-- RECORDS FOR THIS EXERCISE --
● ● ● ● ●

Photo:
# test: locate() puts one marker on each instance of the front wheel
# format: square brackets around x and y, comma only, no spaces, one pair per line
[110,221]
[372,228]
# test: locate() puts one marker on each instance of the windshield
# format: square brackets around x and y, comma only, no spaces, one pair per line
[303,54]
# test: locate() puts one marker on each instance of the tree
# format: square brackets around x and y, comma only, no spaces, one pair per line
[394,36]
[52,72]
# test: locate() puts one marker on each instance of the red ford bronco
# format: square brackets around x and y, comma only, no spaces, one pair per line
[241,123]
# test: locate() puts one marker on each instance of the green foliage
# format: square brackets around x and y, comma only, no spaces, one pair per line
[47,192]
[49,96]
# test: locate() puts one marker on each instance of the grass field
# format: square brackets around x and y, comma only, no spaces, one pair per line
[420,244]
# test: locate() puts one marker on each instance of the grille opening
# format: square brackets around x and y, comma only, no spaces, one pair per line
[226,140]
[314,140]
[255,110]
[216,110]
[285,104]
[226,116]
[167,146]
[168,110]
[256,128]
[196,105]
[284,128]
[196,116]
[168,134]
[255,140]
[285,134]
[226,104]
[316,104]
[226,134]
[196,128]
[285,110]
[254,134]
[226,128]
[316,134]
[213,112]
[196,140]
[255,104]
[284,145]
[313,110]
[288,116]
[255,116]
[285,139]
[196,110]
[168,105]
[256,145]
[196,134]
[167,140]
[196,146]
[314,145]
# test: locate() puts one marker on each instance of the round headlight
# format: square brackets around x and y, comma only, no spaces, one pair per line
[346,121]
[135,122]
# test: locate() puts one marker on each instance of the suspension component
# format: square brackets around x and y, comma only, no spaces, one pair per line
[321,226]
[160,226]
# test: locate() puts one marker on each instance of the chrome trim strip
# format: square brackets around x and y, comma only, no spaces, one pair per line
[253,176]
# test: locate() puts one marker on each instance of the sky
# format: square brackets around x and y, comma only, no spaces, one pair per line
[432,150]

● ● ● ● ●

-- WHAT THIS TASK INVOLVES --
Convert every one of the rows above into a two-column CSV with the header request,points. Give one line per row: the request text goes in the first field and its answer in the second, with each field double-quoted and its line breaks replaced by spaces.

-- ANSWER TO THIS TASK --
request,points
"Photo: # test: locate() puts one marker on each instance of the front wheel # format: square brackets around x and y, comma only, no spaces, one pair per line","[110,221] [372,228]"
"# test: locate() puts one marker on each instance of the windshield # format: square brackets around x and y, comma only, no spaces, one pair per line","[303,54]"
"# test: locate() puts one marker on each instance of the tree # format: square brackets around x and y, comma only, no spaces, one pair per line","[394,36] [52,72]"
"# test: locate() puts one marker on each instance of the red ford bronco # format: square brackets around x and y, comma only, no spaces, one pair per line","[241,123]"
"# test: locate() puts one marker on each instance of the green foliage # format: square brackets around x and y, comma only, no spaces, one pair per line","[47,192] [49,96]"
"# test: locate() puts one marker on each instance of the grass field # format: square brackets around x and y, comma only, no spaces, one pair per line","[420,244]"
"# test: locate() puts one marker on each instance of the grille opening # format: square brackets around x and y, comma only, no spaces, one pair per line","[226,140] [314,140] [255,110] [216,110] [285,104] [226,116] [167,146] [168,110] [256,128] [196,105] [284,128] [196,116] [168,134] [255,140] [285,134] [226,104] [316,104] [226,134] [196,128] [285,110] [254,134] [226,128] [316,134] [213,112] [196,140] [255,104] [284,145] [313,110] [288,116] [255,116] [285,139] [196,110] [168,105] [256,145] [196,134] [167,140] [196,146] [314,145]"
"# test: locate() puts one marker on each instance of the round headlight # format: square brackets around x and y, comma only, no spaces, one pair per line","[346,121] [135,122]"
"# test: locate() puts one marker on each instance of the suspension component # format: square brackets around x and y, comma only, no spaces, one pair per line","[321,226] [160,226]"
"# test: locate() puts one marker on each instance of the chrome trim strip # format: square brackets around x and y, comma only, no spaces, one pair per line","[253,176]"
"# test: locate() puts one marker on each instance of the sky # format: square brackets around x and y, comma only, no spaces, one pair per line","[432,150]"